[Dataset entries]
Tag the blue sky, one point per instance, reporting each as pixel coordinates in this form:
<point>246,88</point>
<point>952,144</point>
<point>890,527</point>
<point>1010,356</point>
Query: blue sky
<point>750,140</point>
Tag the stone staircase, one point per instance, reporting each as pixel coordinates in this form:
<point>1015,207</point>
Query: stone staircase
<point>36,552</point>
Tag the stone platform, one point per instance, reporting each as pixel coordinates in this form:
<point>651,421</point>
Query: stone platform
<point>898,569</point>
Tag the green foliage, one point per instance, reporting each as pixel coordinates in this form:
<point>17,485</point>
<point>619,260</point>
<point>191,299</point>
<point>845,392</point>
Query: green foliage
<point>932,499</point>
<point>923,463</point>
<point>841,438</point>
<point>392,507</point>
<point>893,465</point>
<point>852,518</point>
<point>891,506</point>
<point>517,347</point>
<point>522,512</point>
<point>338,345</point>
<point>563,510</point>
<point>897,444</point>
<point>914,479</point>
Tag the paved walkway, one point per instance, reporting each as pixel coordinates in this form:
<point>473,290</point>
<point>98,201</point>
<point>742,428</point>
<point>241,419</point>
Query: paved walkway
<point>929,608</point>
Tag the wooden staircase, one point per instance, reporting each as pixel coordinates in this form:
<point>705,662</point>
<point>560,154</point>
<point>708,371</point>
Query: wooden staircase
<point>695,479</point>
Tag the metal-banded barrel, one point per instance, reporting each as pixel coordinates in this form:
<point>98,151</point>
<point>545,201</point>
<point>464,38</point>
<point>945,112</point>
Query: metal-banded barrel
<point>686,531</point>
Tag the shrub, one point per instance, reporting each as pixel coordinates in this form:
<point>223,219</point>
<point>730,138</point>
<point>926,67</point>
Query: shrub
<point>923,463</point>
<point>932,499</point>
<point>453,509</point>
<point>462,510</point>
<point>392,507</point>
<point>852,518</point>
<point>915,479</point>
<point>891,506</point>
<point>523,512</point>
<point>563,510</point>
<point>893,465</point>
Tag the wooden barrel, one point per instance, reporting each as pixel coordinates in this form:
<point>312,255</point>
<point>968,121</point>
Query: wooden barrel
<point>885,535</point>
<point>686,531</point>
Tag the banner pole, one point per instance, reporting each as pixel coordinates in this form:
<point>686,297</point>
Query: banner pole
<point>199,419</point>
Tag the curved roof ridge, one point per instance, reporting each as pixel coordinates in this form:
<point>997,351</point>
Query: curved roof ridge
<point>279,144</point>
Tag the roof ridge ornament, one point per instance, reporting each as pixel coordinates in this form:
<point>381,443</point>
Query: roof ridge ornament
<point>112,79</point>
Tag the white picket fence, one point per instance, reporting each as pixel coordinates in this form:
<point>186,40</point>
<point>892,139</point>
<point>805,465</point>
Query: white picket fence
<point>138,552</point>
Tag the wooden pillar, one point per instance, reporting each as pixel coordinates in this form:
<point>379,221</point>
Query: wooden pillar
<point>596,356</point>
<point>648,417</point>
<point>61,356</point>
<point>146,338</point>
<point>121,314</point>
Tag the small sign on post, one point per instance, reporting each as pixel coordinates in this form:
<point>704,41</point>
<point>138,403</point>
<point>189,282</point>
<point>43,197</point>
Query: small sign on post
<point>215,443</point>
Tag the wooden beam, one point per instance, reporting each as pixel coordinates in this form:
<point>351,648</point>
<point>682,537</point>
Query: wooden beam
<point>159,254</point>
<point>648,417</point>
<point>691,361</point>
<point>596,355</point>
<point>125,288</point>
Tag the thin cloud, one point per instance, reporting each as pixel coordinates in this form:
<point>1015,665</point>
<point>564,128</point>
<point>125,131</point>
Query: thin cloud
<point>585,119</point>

## To do
Set the records above down again, exactly as they read.

## Final answer
Tag the blue sky, one point per instance, reporting each as pixel coordinates in this form:
<point>246,88</point>
<point>952,144</point>
<point>890,527</point>
<point>1010,356</point>
Query: blue sky
<point>750,140</point>
Tag the stone staircase, one point per instance, reporting each as pixel coordinates in this form:
<point>1015,207</point>
Query: stone staircase
<point>36,552</point>
Tag the stone platform, one point per instance, reporting each as pixel coordinates in this form:
<point>651,421</point>
Query: stone platform
<point>898,569</point>
Tag the green foliage, one point per instance, reporting each as pixel coordinates in this form:
<point>17,485</point>
<point>619,260</point>
<point>191,299</point>
<point>845,392</point>
Query: green foliage
<point>932,499</point>
<point>923,463</point>
<point>841,438</point>
<point>392,507</point>
<point>893,465</point>
<point>852,518</point>
<point>891,506</point>
<point>517,347</point>
<point>522,512</point>
<point>338,345</point>
<point>563,510</point>
<point>897,444</point>
<point>914,479</point>
Tag the paved walkway, one point per instance, reporting each as pixel coordinates in this form:
<point>473,290</point>
<point>98,201</point>
<point>742,428</point>
<point>241,419</point>
Query: paved walkway
<point>929,608</point>
Tag the wooden staircase, one point per instance, reporting each as pixel coordinates in this form:
<point>705,662</point>
<point>560,154</point>
<point>708,371</point>
Query: wooden staircase
<point>695,479</point>
Tag the metal-banded barrel, one point per instance, reporting each as pixel coordinates in this form:
<point>98,151</point>
<point>545,201</point>
<point>464,38</point>
<point>945,112</point>
Query: metal-banded barrel
<point>686,531</point>
Tag the shrub, one point per instance, reporting each as pixel coordinates in this form:
<point>223,219</point>
<point>730,138</point>
<point>926,67</point>
Query: shrub
<point>923,463</point>
<point>932,499</point>
<point>453,509</point>
<point>462,510</point>
<point>392,507</point>
<point>852,518</point>
<point>915,479</point>
<point>891,506</point>
<point>523,512</point>
<point>563,510</point>
<point>893,465</point>
Tag the wooden barrel, one point per instance, reporting each as pixel coordinates in this form:
<point>312,255</point>
<point>968,121</point>
Query: wooden barrel
<point>885,535</point>
<point>686,531</point>
Tag the banner pole, one point per instance, reporting each as pixel coordinates in this form:
<point>686,297</point>
Query: banner pole
<point>199,419</point>
Tag the curved roof ridge, one point per instance, reporting each as pixel coordinates in this form:
<point>997,351</point>
Query: curved roof ridge
<point>279,144</point>
Tag the roof ridge ornament, one point per instance, reporting each as pixel coordinates in this form:
<point>381,443</point>
Query: roof ridge ornament
<point>112,79</point>
Tag the white picket fence, one point per instance, reporting each as pixel coordinates in this form:
<point>186,40</point>
<point>892,139</point>
<point>805,465</point>
Query: white picket fence
<point>138,552</point>
Tag the wooden pillar, one point per instance, reporting each as pixel coordinates in this form:
<point>379,221</point>
Query: wooden pillar
<point>596,356</point>
<point>648,417</point>
<point>61,356</point>
<point>146,338</point>
<point>121,314</point>
Tag the small sign on post, one point per instance, reporting each as pixel coordinates in this form:
<point>704,41</point>
<point>138,403</point>
<point>189,282</point>
<point>43,197</point>
Query: small sign on post
<point>215,443</point>
Tag the wooden beam, one point per instance, reporting each as pixel coordinates in this form:
<point>351,648</point>
<point>682,537</point>
Query: wooden beam
<point>159,254</point>
<point>648,417</point>
<point>691,361</point>
<point>596,355</point>
<point>125,288</point>
Tag the thin cloud, one point per instance, reporting each as pixel coordinates in this form:
<point>1015,665</point>
<point>564,128</point>
<point>125,131</point>
Query: thin cloud
<point>585,119</point>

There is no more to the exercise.